--- Goal ---
Please rewrite the data that follows with "image" in place of "photograph", leaving everything else unchanged and omitting the pictures.

--- Data shown ---
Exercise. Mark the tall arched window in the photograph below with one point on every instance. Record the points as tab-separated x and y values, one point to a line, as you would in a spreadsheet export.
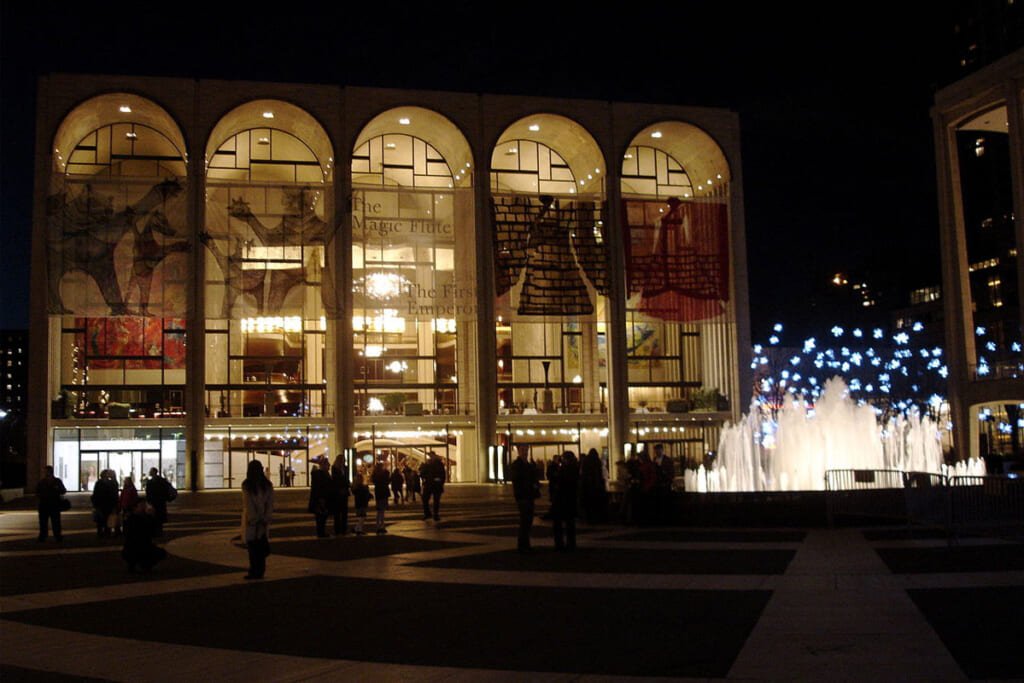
550	267
118	272
269	294
680	319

--- Complete output ---
Exercise. Mark the tall arched window in the image below with one point on every instance. Record the points as tab-separated x and y values, one point to a line, as you would in a spreadsheet export.
550	267
118	272
269	294
680	319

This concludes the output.